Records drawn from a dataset
=== Section Start ===
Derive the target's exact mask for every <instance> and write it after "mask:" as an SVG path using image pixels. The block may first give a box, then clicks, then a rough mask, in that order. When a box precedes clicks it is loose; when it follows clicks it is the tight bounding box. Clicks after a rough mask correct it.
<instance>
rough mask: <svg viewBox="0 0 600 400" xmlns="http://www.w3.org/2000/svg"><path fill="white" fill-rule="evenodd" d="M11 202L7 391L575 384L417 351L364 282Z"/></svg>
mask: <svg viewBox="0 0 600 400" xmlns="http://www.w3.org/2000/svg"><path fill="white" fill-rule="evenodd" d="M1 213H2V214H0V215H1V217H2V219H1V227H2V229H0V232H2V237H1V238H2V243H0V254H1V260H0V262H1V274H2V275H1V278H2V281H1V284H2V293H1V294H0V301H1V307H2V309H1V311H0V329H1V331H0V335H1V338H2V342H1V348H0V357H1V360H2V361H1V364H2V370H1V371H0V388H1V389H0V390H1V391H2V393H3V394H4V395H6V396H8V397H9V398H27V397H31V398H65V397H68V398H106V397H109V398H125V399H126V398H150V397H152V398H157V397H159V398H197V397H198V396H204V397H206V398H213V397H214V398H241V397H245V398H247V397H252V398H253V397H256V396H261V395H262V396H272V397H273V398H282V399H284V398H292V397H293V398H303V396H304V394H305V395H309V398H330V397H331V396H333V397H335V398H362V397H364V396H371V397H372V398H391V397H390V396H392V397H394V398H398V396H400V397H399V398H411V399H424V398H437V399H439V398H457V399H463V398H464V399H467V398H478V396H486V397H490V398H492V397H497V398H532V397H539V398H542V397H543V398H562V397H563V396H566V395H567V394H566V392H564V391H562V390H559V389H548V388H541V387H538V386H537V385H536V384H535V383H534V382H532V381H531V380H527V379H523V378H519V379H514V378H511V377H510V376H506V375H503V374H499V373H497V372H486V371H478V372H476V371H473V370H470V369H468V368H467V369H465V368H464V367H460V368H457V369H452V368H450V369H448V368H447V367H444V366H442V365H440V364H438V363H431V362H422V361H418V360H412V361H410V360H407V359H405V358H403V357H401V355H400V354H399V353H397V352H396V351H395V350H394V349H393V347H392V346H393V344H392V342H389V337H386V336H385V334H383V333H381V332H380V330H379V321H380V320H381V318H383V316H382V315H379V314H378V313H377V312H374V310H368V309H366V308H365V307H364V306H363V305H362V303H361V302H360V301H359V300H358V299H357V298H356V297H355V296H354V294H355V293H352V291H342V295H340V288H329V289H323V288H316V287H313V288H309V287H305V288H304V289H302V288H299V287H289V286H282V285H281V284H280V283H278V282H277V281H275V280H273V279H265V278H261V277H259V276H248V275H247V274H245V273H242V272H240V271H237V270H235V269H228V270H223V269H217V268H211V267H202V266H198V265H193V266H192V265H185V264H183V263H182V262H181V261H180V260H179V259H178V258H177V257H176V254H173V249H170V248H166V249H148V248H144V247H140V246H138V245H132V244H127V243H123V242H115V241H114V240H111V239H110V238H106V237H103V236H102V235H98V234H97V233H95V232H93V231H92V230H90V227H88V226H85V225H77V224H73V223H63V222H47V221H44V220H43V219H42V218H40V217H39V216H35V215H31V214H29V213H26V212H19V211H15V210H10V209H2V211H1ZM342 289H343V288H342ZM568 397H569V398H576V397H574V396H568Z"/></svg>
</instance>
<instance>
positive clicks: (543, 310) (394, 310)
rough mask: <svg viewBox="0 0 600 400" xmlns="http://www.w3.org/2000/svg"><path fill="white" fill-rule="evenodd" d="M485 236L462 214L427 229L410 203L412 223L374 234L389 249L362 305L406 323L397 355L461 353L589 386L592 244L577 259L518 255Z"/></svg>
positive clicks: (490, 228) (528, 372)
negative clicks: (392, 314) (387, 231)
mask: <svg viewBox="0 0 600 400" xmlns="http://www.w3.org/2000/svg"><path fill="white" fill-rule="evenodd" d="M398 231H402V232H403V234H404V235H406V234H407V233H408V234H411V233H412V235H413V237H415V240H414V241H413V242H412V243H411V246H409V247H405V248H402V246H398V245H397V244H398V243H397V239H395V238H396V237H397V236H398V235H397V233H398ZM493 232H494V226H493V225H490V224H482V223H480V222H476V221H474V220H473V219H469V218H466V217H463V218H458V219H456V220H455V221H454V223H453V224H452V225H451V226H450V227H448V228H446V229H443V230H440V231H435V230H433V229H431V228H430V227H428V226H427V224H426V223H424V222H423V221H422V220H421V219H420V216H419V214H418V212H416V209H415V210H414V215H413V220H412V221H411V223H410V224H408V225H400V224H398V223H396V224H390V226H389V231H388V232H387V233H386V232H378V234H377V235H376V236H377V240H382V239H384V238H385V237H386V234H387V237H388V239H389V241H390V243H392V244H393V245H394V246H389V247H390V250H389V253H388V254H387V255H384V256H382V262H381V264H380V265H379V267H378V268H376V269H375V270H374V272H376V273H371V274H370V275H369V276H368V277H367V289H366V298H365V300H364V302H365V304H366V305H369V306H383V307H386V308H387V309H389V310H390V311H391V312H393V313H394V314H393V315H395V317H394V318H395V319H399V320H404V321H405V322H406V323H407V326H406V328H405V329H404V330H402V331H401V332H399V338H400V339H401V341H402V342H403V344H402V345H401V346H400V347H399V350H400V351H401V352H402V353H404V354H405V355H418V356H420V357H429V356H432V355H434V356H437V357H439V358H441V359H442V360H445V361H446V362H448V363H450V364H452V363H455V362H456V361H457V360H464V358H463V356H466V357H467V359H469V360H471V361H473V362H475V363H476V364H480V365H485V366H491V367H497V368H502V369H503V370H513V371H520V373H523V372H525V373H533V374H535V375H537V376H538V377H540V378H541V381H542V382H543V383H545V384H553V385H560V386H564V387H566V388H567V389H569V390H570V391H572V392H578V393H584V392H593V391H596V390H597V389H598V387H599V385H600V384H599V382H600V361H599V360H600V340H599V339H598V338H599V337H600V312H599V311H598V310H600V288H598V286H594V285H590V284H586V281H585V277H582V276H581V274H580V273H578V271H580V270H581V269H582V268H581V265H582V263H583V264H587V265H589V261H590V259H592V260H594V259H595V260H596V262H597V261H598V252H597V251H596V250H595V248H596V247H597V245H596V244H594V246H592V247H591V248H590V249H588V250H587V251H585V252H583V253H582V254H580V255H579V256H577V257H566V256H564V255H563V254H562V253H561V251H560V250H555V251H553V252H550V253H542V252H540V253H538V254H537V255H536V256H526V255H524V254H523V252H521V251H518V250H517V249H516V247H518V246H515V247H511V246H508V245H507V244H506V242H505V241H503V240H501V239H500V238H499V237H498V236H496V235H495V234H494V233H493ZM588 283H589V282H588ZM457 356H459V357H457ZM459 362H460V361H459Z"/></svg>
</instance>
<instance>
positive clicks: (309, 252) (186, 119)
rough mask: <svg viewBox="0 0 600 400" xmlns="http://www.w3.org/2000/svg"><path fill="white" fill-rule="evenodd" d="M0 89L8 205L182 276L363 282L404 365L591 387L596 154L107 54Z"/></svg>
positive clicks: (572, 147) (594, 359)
=== Section End ===
EXERCISE AIM
Pull out each record as written and restate it exactly.

EXERCISE ANSWER
Derive the target's exact mask for every <instance> and write it after "mask:" as an SVG path using image pixels. The block may first give a box, then clicks, then a rough mask, in that order. When a box precedes clicks it is loose; when it follows clicks it is the tight bounding box. Clicks after a rough mask correct it.
<instance>
rough mask: <svg viewBox="0 0 600 400" xmlns="http://www.w3.org/2000/svg"><path fill="white" fill-rule="evenodd" d="M11 202L7 391L575 384L417 351L364 282Z"/></svg>
mask: <svg viewBox="0 0 600 400" xmlns="http://www.w3.org/2000/svg"><path fill="white" fill-rule="evenodd" d="M1 213H2V214H0V215H1V217H2V219H1V227H2V229H0V232H2V237H1V238H2V243H0V254H1V260H0V262H1V274H2V275H1V278H2V281H1V284H2V293H1V294H0V301H1V307H2V309H1V311H0V329H1V331H0V335H1V338H2V342H1V348H0V357H1V360H2V361H1V364H2V370H1V371H0V388H1V389H0V390H1V391H2V393H3V394H4V395H6V396H8V397H9V398H27V397H31V398H65V397H68V398H106V397H109V398H125V399H126V398H150V397H152V398H157V397H159V398H197V397H198V396H204V397H206V398H213V397H214V398H241V397H245V398H247V397H252V398H253V397H256V396H261V395H262V396H272V397H273V398H282V399H284V398H292V397H293V398H303V396H304V394H305V395H309V398H330V397H331V396H333V397H335V398H362V397H364V396H371V397H372V398H391V397H390V396H392V397H394V398H398V396H400V397H399V398H411V399H424V398H437V399H439V398H457V399H463V398H464V399H467V398H478V396H486V397H490V398H492V397H497V398H532V397H539V398H542V397H543V398H562V397H563V396H566V395H567V394H566V392H564V391H562V390H559V389H548V388H541V387H538V386H537V385H536V384H535V383H534V382H532V381H531V380H527V379H523V378H519V379H514V378H511V377H510V376H506V375H503V374H499V373H497V372H486V371H478V372H476V371H473V370H470V369H468V368H467V369H465V368H464V367H460V368H457V369H452V368H450V369H448V368H447V367H444V366H442V365H440V364H438V363H431V362H422V361H418V360H412V361H410V360H407V359H405V358H403V357H401V355H400V354H399V353H397V352H396V351H395V350H394V349H393V347H392V346H393V344H392V342H389V337H386V336H385V334H383V333H381V332H380V330H379V321H380V320H381V318H383V316H382V315H379V314H378V313H377V312H374V310H368V309H366V308H365V307H364V306H363V305H362V303H361V302H360V301H359V300H358V299H357V298H356V297H355V296H354V294H355V293H352V291H342V295H340V288H329V289H323V288H316V287H313V288H309V287H305V288H304V289H302V288H299V287H289V286H282V285H281V284H280V283H278V282H277V281H275V280H273V279H265V278H261V277H259V276H248V275H247V274H245V273H242V272H240V271H237V270H235V269H228V270H223V269H217V268H211V267H202V266H198V265H193V266H192V265H185V264H183V263H182V262H181V261H180V260H179V259H178V258H177V257H176V254H173V249H170V248H166V249H148V248H144V247H140V246H138V245H132V244H127V243H123V242H115V241H114V240H111V239H110V238H106V237H103V236H102V235H98V234H97V233H95V232H93V231H92V230H90V227H88V226H85V225H77V224H73V223H63V222H47V221H44V220H43V219H42V218H40V217H39V216H35V215H31V214H29V213H26V212H19V211H15V210H10V209H2V211H1ZM342 289H343V288H342ZM568 397H569V398H576V397H574V396H568Z"/></svg>
</instance>
<instance>
positive clicks: (543, 310) (394, 310)
rough mask: <svg viewBox="0 0 600 400" xmlns="http://www.w3.org/2000/svg"><path fill="white" fill-rule="evenodd" d="M485 236L462 214L427 229L410 203L412 223L374 234L389 249L362 305L406 323L397 355L461 353L589 386L592 244L577 259L518 255Z"/></svg>
positive clicks: (490, 228) (528, 372)
negative clicks: (392, 314) (387, 231)
mask: <svg viewBox="0 0 600 400" xmlns="http://www.w3.org/2000/svg"><path fill="white" fill-rule="evenodd" d="M398 231H402V232H403V234H404V235H406V234H407V233H408V234H411V233H412V235H413V237H415V240H414V241H413V242H412V243H411V246H409V247H405V248H402V246H398V245H397V244H398V243H397V239H395V238H396V237H397V236H398V235H397V233H398ZM493 232H494V226H493V225H490V224H482V223H480V222H476V221H474V220H473V219H469V218H466V217H463V218H458V219H456V220H455V221H454V223H453V224H452V225H451V226H450V227H448V228H446V229H443V230H440V231H435V230H433V229H431V228H430V227H428V226H427V224H426V223H424V222H423V221H422V220H421V219H420V216H419V214H418V212H416V209H415V210H414V215H413V220H412V221H411V223H410V224H408V225H400V224H398V223H396V224H390V226H389V231H388V232H387V233H386V232H378V234H377V235H376V236H377V240H382V239H384V238H385V237H386V234H387V237H388V239H389V241H390V243H392V244H393V245H394V246H389V247H390V250H389V253H388V254H387V255H384V256H382V262H381V264H380V265H379V267H378V268H376V269H375V270H374V272H376V273H371V274H370V275H369V276H368V277H367V289H366V298H365V300H364V302H365V304H366V305H369V306H383V307H386V308H387V309H389V310H390V311H391V312H393V313H394V314H393V315H395V317H394V318H395V319H399V320H404V321H405V322H406V323H407V326H406V328H405V329H404V330H402V331H401V332H399V338H400V339H401V341H402V342H403V344H402V345H401V346H400V347H399V350H400V351H401V352H402V353H404V354H405V355H418V356H420V357H429V356H432V355H434V356H437V357H439V358H441V359H442V360H445V361H446V362H448V363H450V364H452V363H455V362H456V361H457V360H464V358H463V356H466V357H467V359H469V360H471V361H473V362H475V363H476V364H480V365H485V366H491V367H497V368H502V369H503V370H513V371H520V373H523V372H525V373H533V374H535V375H537V376H538V377H540V378H541V381H542V382H543V383H545V384H553V385H560V386H564V387H566V388H567V389H569V390H570V391H572V392H578V393H584V392H593V391H596V390H597V389H598V387H599V385H600V384H599V382H600V361H599V360H600V340H599V339H598V338H599V337H600V312H599V311H598V310H600V288H598V286H594V285H590V284H586V281H585V277H582V276H581V274H580V273H578V271H580V270H581V269H582V268H581V265H582V263H583V264H587V265H589V261H590V259H592V260H594V259H595V260H596V262H597V261H598V252H597V251H596V250H595V248H596V247H597V245H596V244H594V246H592V247H591V248H590V249H588V250H587V251H585V252H583V253H582V254H580V255H579V256H577V257H566V256H564V255H563V254H562V253H561V251H560V250H555V251H553V252H550V253H542V252H540V253H538V254H537V255H536V256H526V255H524V254H523V252H521V251H518V250H517V249H516V247H518V246H515V247H511V246H508V245H507V244H506V242H505V241H503V240H501V239H500V238H499V237H498V236H496V235H495V234H494V233H493ZM588 283H589V282H588ZM457 356H459V357H457ZM459 362H460V361H459Z"/></svg>
</instance>
<instance>
positive clicks: (309, 252) (186, 119)
rough mask: <svg viewBox="0 0 600 400" xmlns="http://www.w3.org/2000/svg"><path fill="white" fill-rule="evenodd" d="M0 89L8 205L182 276L363 282L404 365L591 387L596 154L107 54Z"/></svg>
positive clicks: (572, 147) (594, 359)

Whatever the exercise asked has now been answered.